* Instructions to follow
For the entries below, count the lines containing "wooden" and give only that number.

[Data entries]
--------------------------------------------------
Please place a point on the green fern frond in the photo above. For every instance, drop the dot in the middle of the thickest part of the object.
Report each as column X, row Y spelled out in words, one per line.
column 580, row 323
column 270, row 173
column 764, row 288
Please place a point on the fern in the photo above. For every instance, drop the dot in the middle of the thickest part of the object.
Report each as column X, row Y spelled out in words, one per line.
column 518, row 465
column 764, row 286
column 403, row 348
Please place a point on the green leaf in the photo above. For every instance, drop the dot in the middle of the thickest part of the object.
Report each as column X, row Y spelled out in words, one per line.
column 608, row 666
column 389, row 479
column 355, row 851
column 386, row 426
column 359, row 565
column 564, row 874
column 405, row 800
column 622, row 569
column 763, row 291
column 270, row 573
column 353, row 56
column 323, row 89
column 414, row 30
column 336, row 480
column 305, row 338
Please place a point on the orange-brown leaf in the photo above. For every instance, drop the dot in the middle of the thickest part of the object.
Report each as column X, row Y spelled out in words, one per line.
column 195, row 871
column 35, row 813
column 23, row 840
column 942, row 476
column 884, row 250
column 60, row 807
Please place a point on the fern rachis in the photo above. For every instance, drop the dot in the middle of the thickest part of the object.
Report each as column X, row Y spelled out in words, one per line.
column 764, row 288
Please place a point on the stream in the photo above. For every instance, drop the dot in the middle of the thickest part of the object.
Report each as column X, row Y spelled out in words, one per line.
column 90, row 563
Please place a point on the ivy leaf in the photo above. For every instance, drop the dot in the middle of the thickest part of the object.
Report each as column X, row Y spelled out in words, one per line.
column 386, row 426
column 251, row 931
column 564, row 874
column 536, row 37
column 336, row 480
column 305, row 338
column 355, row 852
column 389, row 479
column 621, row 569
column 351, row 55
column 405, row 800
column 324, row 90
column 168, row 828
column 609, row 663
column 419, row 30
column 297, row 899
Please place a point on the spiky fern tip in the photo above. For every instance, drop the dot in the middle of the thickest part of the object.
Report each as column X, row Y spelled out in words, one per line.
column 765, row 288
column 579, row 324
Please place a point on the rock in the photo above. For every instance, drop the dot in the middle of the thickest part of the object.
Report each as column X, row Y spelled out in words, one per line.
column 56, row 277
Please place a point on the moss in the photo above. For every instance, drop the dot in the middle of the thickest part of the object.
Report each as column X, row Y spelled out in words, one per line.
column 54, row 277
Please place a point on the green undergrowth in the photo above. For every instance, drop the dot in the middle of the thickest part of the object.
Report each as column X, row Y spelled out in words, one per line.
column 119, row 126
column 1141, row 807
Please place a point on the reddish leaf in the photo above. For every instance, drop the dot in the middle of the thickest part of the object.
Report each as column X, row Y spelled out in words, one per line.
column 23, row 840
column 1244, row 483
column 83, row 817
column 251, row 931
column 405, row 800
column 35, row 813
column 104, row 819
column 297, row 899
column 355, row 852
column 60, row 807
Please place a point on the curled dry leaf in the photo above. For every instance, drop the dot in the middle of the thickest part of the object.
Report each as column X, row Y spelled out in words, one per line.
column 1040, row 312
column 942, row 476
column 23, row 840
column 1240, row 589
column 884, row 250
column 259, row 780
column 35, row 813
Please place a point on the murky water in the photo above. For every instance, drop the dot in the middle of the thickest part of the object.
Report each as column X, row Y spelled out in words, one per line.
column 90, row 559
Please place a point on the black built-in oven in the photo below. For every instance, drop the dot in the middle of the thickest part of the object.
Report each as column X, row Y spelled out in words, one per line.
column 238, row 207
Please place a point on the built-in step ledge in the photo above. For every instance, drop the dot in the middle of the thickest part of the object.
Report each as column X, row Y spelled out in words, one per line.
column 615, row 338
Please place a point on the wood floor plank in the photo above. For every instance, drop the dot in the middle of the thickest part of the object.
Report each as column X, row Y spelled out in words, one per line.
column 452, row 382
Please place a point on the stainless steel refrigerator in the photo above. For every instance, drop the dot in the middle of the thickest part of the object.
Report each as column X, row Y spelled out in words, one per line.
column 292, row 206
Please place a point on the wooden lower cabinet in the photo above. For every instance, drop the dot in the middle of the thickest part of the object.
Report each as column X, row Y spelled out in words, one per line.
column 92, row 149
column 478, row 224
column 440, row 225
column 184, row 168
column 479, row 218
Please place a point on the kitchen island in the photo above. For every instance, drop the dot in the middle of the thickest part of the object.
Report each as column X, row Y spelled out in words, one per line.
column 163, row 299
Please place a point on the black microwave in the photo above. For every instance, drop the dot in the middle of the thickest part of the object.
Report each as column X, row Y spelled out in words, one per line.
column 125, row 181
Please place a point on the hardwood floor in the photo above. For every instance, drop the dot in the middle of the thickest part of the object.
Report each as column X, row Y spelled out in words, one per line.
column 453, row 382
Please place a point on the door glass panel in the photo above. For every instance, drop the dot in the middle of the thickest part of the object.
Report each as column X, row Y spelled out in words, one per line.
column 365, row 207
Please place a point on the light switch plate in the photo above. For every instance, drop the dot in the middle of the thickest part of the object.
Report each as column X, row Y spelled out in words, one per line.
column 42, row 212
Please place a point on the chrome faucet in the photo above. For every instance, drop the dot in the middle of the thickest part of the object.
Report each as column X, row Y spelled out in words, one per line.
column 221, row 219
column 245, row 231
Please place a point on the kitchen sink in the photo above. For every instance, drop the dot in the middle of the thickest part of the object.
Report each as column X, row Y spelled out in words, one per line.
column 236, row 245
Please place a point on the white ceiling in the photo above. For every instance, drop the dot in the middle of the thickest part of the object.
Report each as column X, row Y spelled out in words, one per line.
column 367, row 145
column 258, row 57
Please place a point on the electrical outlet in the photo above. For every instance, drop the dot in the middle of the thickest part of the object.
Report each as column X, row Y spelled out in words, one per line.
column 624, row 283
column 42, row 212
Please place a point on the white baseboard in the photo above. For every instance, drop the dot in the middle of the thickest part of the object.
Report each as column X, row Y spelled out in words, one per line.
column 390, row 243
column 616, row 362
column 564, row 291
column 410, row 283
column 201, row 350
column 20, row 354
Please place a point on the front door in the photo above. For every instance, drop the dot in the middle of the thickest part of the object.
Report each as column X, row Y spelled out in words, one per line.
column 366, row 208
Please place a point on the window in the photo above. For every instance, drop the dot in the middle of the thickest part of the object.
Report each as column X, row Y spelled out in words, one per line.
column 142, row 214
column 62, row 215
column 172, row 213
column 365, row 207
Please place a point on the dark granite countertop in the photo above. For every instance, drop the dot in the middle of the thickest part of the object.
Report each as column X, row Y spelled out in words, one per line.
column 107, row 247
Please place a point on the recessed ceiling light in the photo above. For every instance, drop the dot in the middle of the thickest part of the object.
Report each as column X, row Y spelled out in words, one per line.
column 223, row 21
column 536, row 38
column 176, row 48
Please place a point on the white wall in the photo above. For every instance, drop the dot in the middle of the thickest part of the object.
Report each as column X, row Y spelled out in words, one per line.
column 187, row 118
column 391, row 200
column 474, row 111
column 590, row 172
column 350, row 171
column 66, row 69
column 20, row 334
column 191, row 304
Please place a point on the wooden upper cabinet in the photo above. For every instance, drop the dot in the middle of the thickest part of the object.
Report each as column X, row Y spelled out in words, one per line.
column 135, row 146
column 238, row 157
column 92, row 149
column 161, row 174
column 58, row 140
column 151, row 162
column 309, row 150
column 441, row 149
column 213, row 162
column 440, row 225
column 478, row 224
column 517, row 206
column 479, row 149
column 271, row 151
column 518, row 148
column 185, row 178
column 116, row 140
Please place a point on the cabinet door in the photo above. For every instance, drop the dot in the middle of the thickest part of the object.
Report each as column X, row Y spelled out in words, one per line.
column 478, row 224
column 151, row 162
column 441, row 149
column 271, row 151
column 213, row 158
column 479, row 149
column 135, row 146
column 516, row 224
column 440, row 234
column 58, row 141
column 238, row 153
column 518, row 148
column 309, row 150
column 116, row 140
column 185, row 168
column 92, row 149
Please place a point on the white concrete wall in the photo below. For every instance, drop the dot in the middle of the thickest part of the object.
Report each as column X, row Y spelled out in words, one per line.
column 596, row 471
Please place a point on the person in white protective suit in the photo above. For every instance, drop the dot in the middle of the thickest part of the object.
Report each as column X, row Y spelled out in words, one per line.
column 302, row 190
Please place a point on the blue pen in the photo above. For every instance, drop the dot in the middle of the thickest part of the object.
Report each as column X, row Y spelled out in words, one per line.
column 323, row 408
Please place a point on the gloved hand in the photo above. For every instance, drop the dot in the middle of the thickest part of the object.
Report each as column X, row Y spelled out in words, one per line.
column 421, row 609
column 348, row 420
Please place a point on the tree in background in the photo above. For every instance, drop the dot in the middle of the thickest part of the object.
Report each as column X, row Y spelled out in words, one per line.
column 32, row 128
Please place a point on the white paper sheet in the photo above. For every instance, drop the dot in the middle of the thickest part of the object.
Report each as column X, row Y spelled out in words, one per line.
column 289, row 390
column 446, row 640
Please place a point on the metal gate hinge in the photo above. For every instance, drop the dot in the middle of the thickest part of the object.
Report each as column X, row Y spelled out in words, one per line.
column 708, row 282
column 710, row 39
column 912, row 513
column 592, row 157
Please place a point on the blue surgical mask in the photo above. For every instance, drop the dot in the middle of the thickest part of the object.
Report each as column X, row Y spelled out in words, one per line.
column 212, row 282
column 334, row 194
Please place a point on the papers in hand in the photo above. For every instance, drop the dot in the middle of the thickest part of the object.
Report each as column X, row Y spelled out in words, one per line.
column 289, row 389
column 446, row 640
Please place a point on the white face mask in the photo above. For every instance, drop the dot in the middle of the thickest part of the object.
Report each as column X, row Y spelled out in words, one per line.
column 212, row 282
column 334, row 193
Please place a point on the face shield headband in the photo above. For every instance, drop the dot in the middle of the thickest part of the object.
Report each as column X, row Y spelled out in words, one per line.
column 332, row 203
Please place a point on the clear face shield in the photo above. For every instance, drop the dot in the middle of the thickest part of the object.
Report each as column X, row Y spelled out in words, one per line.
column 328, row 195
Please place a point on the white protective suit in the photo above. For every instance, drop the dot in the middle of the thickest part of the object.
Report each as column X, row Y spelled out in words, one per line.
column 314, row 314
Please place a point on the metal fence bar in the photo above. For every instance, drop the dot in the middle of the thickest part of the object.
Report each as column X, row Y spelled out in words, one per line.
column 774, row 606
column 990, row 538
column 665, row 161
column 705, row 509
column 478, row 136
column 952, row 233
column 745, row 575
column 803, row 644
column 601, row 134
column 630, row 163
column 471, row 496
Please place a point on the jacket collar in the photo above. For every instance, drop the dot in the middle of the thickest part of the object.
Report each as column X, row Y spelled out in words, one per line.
--------------------------------------------------
* Task result
2